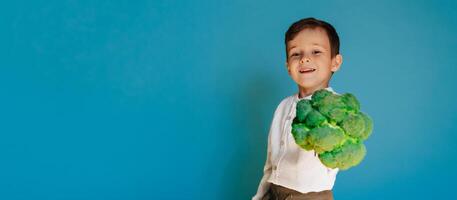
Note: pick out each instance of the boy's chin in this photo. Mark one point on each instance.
(308, 87)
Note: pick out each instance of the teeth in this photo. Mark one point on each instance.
(306, 70)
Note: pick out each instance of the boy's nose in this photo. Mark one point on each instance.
(302, 60)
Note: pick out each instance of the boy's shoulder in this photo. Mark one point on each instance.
(286, 102)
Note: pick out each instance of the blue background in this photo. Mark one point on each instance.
(174, 99)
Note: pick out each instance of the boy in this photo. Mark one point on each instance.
(290, 172)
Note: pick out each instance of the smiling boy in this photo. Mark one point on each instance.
(290, 172)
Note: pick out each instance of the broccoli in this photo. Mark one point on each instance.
(334, 127)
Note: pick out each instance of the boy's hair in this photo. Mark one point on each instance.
(313, 23)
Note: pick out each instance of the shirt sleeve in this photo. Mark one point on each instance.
(264, 185)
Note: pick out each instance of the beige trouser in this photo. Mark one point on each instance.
(277, 192)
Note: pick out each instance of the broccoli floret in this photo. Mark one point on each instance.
(325, 137)
(332, 106)
(357, 125)
(344, 157)
(314, 118)
(333, 126)
(352, 104)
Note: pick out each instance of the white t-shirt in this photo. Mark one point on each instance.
(289, 165)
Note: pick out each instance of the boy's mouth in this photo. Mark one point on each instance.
(306, 70)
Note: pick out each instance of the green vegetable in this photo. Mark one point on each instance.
(334, 127)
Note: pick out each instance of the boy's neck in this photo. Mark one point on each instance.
(304, 92)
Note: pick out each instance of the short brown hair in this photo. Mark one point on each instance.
(312, 23)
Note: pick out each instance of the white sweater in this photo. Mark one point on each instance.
(289, 165)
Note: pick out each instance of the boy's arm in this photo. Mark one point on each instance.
(264, 185)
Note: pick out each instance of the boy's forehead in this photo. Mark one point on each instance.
(312, 37)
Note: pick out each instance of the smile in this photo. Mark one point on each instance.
(306, 70)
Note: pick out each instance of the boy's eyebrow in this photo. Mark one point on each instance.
(291, 48)
(317, 44)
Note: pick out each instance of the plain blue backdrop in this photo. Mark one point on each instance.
(174, 99)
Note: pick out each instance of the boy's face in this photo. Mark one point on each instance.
(309, 60)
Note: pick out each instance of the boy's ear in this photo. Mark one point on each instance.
(336, 62)
(287, 67)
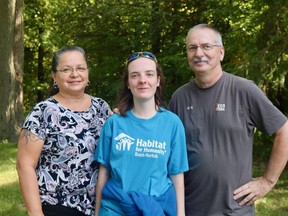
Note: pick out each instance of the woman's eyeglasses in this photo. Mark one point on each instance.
(137, 55)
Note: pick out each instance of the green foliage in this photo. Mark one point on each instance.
(10, 198)
(273, 204)
(255, 47)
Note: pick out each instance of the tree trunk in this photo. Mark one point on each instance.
(11, 69)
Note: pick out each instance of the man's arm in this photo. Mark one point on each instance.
(259, 187)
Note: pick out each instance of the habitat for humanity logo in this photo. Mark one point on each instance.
(124, 142)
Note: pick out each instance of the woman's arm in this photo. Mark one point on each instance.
(103, 177)
(29, 150)
(178, 182)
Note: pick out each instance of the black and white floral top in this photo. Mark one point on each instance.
(64, 172)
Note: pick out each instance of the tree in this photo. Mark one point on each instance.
(11, 64)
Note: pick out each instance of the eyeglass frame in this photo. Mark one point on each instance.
(204, 47)
(70, 70)
(137, 55)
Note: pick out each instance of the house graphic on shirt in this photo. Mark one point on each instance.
(124, 142)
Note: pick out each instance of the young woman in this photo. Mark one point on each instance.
(141, 151)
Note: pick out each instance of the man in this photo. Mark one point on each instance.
(220, 112)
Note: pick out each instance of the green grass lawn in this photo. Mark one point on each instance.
(274, 203)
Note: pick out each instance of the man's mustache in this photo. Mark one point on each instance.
(203, 59)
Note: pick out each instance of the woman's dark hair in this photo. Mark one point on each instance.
(56, 58)
(125, 98)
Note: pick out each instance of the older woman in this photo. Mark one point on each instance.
(58, 141)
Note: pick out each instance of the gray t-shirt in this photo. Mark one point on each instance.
(219, 122)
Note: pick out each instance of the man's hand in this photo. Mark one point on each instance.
(253, 190)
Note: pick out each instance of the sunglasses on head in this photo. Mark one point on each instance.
(137, 55)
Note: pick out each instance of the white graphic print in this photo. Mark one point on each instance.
(124, 141)
(219, 107)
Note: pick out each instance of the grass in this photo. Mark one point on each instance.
(275, 203)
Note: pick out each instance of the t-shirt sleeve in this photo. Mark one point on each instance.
(266, 117)
(178, 162)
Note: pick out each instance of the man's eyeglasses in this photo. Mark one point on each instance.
(204, 47)
(70, 70)
(137, 55)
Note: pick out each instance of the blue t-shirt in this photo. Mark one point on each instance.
(141, 153)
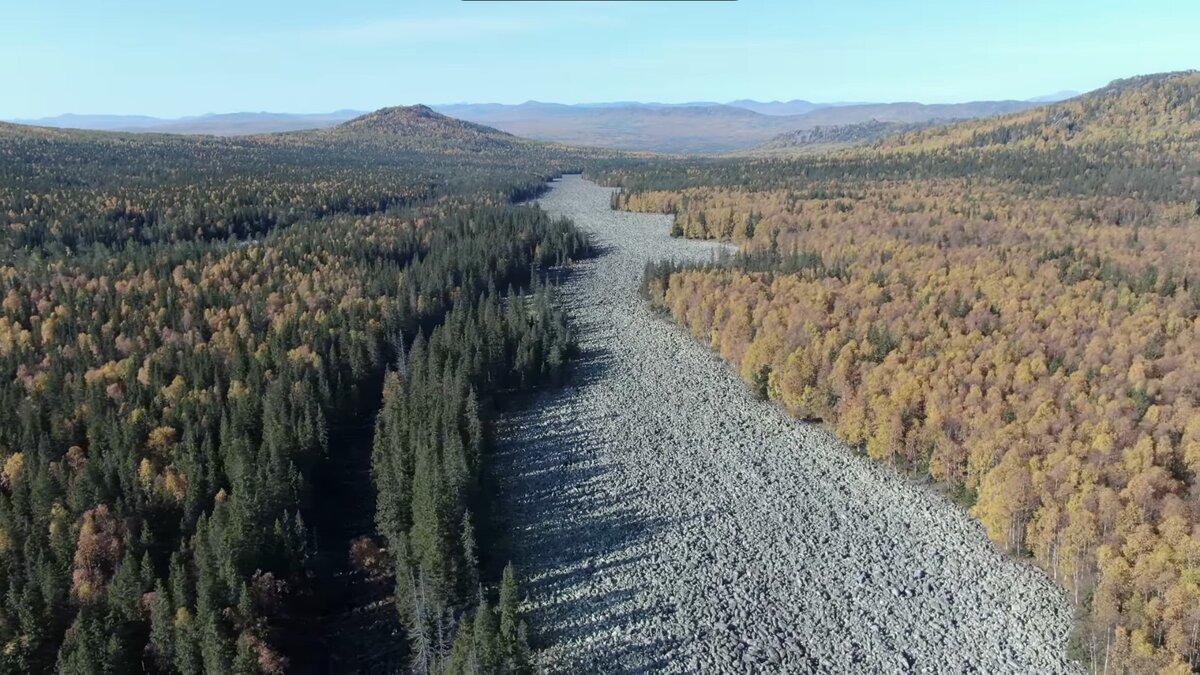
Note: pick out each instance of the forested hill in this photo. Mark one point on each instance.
(186, 326)
(1006, 306)
(1128, 112)
(420, 121)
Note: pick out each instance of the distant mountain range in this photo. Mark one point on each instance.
(689, 127)
(226, 124)
(705, 127)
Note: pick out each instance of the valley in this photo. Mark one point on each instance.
(666, 520)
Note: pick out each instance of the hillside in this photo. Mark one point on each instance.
(225, 124)
(827, 138)
(1005, 308)
(1137, 111)
(700, 129)
(198, 334)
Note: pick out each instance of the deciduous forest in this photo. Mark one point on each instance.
(184, 320)
(1009, 308)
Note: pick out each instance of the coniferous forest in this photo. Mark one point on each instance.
(185, 322)
(249, 386)
(1008, 308)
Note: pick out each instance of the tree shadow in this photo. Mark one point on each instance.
(571, 536)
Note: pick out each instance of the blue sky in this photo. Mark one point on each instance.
(174, 58)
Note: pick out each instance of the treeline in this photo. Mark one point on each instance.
(1015, 315)
(429, 469)
(181, 321)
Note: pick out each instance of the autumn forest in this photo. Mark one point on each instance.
(250, 387)
(1009, 308)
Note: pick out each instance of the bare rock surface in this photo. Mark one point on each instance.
(664, 520)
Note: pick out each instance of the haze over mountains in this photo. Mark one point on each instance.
(691, 127)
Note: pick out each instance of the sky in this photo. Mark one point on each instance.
(173, 58)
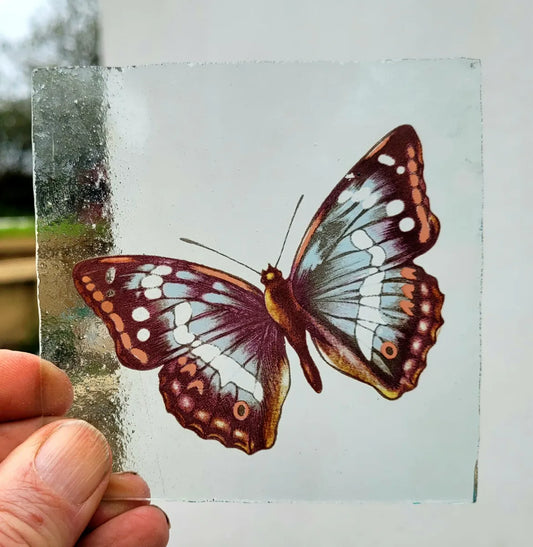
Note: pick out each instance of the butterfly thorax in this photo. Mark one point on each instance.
(284, 309)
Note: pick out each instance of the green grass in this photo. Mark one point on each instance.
(11, 227)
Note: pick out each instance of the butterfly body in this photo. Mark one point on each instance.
(354, 290)
(284, 309)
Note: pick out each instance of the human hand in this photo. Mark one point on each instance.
(54, 472)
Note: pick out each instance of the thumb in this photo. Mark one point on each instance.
(51, 485)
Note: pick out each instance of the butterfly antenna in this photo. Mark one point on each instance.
(288, 230)
(218, 253)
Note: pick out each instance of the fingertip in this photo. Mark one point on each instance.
(57, 393)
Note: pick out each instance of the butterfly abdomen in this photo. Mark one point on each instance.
(284, 309)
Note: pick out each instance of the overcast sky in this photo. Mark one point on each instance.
(16, 15)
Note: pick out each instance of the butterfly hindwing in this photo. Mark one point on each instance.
(224, 369)
(369, 306)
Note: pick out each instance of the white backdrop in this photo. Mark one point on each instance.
(134, 33)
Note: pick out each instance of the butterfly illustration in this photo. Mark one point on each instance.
(371, 312)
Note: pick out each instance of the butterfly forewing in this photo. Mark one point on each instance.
(224, 369)
(372, 312)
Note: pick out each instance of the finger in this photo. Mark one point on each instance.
(141, 527)
(14, 433)
(124, 492)
(31, 387)
(51, 484)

-----

▶ _How to complete this task_: Wherever an image appears in the data, omit it and repeat everything else exactly.

▶ _Written answer_:
Note: pick out each instance of the boy's chin in this photo. Mark one point on each instance.
(308, 87)
Note: pick out each instance of the teeth in this photo. Mark one point on each instance.
(306, 70)
Note: pick out each instance of the boy's nose in this photo. Mark one point on each instance.
(302, 60)
Note: pick out each instance of the boy's shoulder in this photo. Mark one point on each instance.
(286, 102)
Note: pick out each instance of the blue background in this photo. Mark one point on each instance.
(174, 99)
Note: pick out each instance of the boy in this photo. Mark one point on each instance.
(290, 172)
Note: pick out each instance of the smiling boy in this photo. Mark one point on each instance.
(290, 172)
Note: pick out each instance of the broccoli in this photo. Mark one point on each instance.
(334, 127)
Note: pick out each instance of the boy's hair in this photo. Mark one point on each instance.
(313, 23)
Note: pick out each instance of the shirt sleeve in this photo. Mark one point on each instance.
(264, 185)
Note: pick out each instance of the beige trouser in this photo. Mark one point on each instance.
(277, 192)
Note: pick out each instance of the broccoli floret in this photo. Mark one point on each instance.
(325, 137)
(332, 106)
(357, 125)
(344, 157)
(314, 118)
(333, 126)
(352, 104)
Note: pick out each instance of the white t-shirt in this photo. Mark one point on each instance.
(289, 165)
Note: pick out each instance of the boy's mouth in this photo. Mark one point on each instance.
(306, 70)
Note: pick out each instance of the green vegetable in this photo. Mark one point on each instance.
(334, 127)
Note: pick out each instance of the boy's neck in this photo. Mark one point on each instance.
(304, 92)
Note: pick out each instance of the short brown hair in this photo. Mark one point on each instance.
(312, 23)
Note: pick out each instance of the white sweater in this photo. Mark one point on each instance.
(289, 165)
Note: pick out each instance of the boy's arm in this photo. Mark one point on each instance.
(264, 185)
Note: pick out each instance of the boy's forehead in this photo. Mark one point on each instance.
(312, 37)
Note: pick out each instance of the smile in this photo. Mark one point on each instance.
(306, 70)
Note: pick out each instance of the boy's eyebrow in this photo. Mark one point on each instance.
(291, 48)
(317, 44)
Note: pick out each instance of the plain blue backdrop in this photo. Mark one point on each instance.
(174, 99)
Note: pick out each instance of the boy's face in this photo. Mark one point on each instance.
(309, 60)
Note: pick out each instance of the boy's ear in this photo. Mark one point on each instance.
(336, 62)
(287, 67)
Note: pick out each instance of the woman's eyeglasses in this photo. Mark one point on each instance.
(137, 55)
Note: pick out each instance of the green foliage in this photo. Mark one point on each instance.
(10, 198)
(273, 204)
(255, 47)
Note: pick out each instance of the tree trunk in this photo. Mark one point on each instance.
(11, 69)
Note: pick out each instance of the man's arm in this photo. Mark one point on each instance.
(259, 187)
Note: pick out each instance of the habitat for humanity logo in this photo. Mark one point on each instance.
(124, 142)
Note: pick out each instance of the woman's arm in this photo. Mark one point on each instance.
(103, 177)
(29, 150)
(178, 182)
Note: pick out each instance of the black and white floral top in this photo. Mark one point on each instance.
(64, 172)
Note: pick out each instance of the tree in this photo. Mark one point on each instance.
(11, 64)
Note: pick out each instance of the eyeglass frame in this photo. Mark one point on each instance.
(204, 47)
(70, 70)
(137, 55)
Note: pick out each instance of the house graphic on shirt in this photo. Mark one point on each instance.
(124, 142)
Note: pick out each instance of the young woman in this photo. Mark one point on each instance.
(141, 151)
Note: pick out each instance of the man in this photo. Mark one point on each instance.
(220, 112)
Note: pick out each instance of the green grass lawn in this photo. Mark one point on each instance.
(274, 203)
Note: pick out each instance of the man's mustache in this photo. Mark one point on each instance.
(203, 59)
Note: pick out each instance of the woman's dark hair in this photo. Mark one point on each instance.
(56, 58)
(125, 98)
Note: pick out each instance of the older woman in this photo. Mark one point on each instance.
(58, 141)
Note: pick out each instance of the gray t-shirt in this photo. Mark one point on each instance.
(219, 122)
Note: pick out each instance of the man's hand in this photo. Mark one point on each instance.
(253, 190)
Note: pick out each instance of the sunglasses on head in this photo. Mark one point on each instance.
(137, 55)
Note: pick out each instance of the white graphic print in this photo. Mark one point on each instance.
(124, 141)
(219, 107)
Note: pick out each instance of the grass in this photo. Mark one point on each instance.
(275, 203)
Note: pick out each instance of the t-shirt sleeve in this photo. Mark one point on each instance.
(266, 117)
(178, 162)
Note: pick out each instance of the man's eyeglasses in this photo. Mark one point on each instance.
(204, 47)
(70, 70)
(137, 55)
Note: pick out each instance of the blue t-shirt in this photo. Mark one point on each instance.
(141, 153)
Note: pick out each instance of the forested hill in this photo. Mark one point on each instance.
(186, 326)
(1006, 306)
(1128, 112)
(420, 121)
Note: pick out each instance of the distant mountain range in this photo. Mark one point on each instance.
(689, 127)
(226, 124)
(705, 127)
Note: pick out each instance of the valley in this photo. Mark one point on each instance.
(666, 520)
Note: pick out each instance of the hillside in this photo. Mark one point on each instance.
(225, 124)
(827, 138)
(1005, 308)
(1137, 111)
(700, 129)
(198, 334)
Note: pick out each instance of the deciduous forest in this photo. Mark one point on each instance.
(184, 320)
(1009, 308)
Note: pick out each instance of the coniferous forest in this photo. Mark one point on each instance.
(185, 322)
(249, 386)
(1008, 308)
Note: pick out each instance of the tree shadow in this photo. Mark one point on each instance.
(571, 536)
Note: pick out each instance of the blue sky in this photo. Mark one point on each instance.
(174, 58)
Note: pick out each instance of the treeline in this photo. Mark one point on each instance.
(1015, 315)
(429, 469)
(181, 321)
Note: pick out each instance of the autumn forest in this photo. Mark one point on each instance.
(250, 387)
(1009, 308)
Note: pick out each instance of the bare rock surface in this photo. Mark one point on each instance.
(664, 520)
Note: pick out each instance of the haze over mountains in this photo. Mark one point on each instance.
(691, 127)
Note: pick out each instance of the sky in this photo. Mark one point on each instance.
(173, 58)
Note: pick out each instance of the butterfly thorax in this photo. Mark one point on each instance.
(284, 309)
Note: pick out each instance of the green grass in this photo. Mark one point on each instance.
(11, 227)
Note: pick out each instance of the butterfly body in this photo. Mark one point on each instance.
(354, 290)
(284, 309)
Note: pick out each instance of the human hand in this photo. Mark one point on each instance.
(54, 472)
Note: pick out each instance of the thumb in this photo. Mark one point on each instance.
(51, 485)
Note: pick out each instance of the butterfly antenna in this photo. Mark one point on each instance.
(288, 230)
(218, 253)
Note: pick out each instance of the fingertip in this photo. Mark one point on each instance.
(57, 393)
Note: pick out each instance of the butterfly abdomen in this photo. Mark one point on each instance.
(284, 309)
Note: pick out each instance of the overcast sky in this photo. Mark one point on each instance.
(16, 15)
Note: pick out each instance of the butterfly hindwing in this photo. Mark one point on each instance.
(224, 369)
(369, 306)
Note: pick out each instance of the white backdrop in this photo. Mark one point on each instance.
(134, 33)
Note: pick out each instance of the butterfly illustration in this photo. Mark one point on each instance.
(371, 312)
Note: pick out each instance of the butterfly forewing in this photo. Mark one point on each instance.
(224, 369)
(372, 312)
Note: pick out each instance of the finger in this photo. Mark one point on each instance.
(141, 527)
(14, 433)
(124, 492)
(31, 387)
(51, 484)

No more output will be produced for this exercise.